WHAT IS ASKED: Echo back the part of the quantum hardware discussion below that runs from "And yeah, microwave" up to and including "but huge differences.", keeping every word the same.

SOURCE EXCERPT:
----

At that price, I could buy at least 15,000 boring old machines using a boring distributed algorithm.

Is that quantum algorithm really worth it?


I assume the idea is that the technology is still in its infancy and in a few years it will be competitive.

> "The problem is that these huge cylinders, which can cost between $500,000 and $1 million each, are custom-made, and researchers say that only a few companies, like BlueFors in Finland and Oxford Instruments in the UK, are producing high-quality ones."

It's a wonder that manufacturers of audiophile equipment have not yet jumped into this space.


Audiophile equipment is nothing like a multistage cryogenic refrigerator. It's made of pumps, seals, heat exchangers... and when you're using helium 4 as a coolant you really need zero leakage because it's an extremely expensive.

And yeah, microwave systems need amplifiers going up, and filters going down. But they need to be extremely efficient -- and also entirely non-magnetic. But unlike audio, these components need to be linear in the gigahertz, not kilohertz. There's some similarity, but huge differences.

It's weird that the title focuses on cables. There's a ton of expensive, labor-intensive components that can be bottlenecks.


> Audiophile equipment is nothing like a multistage cryogenic refrigerator.

I was thinking more in big picture terms. Extremely expensive cables that you sell to people who believe their effectiveness depends on observing them...


But here, the effectiveness really depends on using superconducting cables, i.e. there really is a difference if you use superconducting cables or e.g. silver-coated stainless steel.

This is a poor choice for a unicorn. There are incumbents making dilution refrigerators already, and it's unclear as to how your products are any better.

Yes, the lead times are long right now - but why? My assumption is that there is so little demand that these units are built-to-order, and additionally there's probably a bit of customization on each unit for end-customer requirements. I don't think there's a long lead time because they are busy. So, the volume probably isn't there yet for a company to swoop in with mass-produced cheaper dilution refrigerators. And even once there is - the incumbents are probably better positioned to capitalize on that than you are.

----

STORED DATA:
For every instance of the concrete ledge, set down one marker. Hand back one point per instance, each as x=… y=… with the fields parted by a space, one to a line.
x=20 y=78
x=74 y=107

----

REPLY TO THE TASK:
And yeah, microwave systems need amplifiers going up, and filters going down. But they need to be extremely efficient -- and also entirely non-magnetic. But unlike audio, these components need to be linear in the gigahertz, not kilohertz. There's some similarity, but huge differences.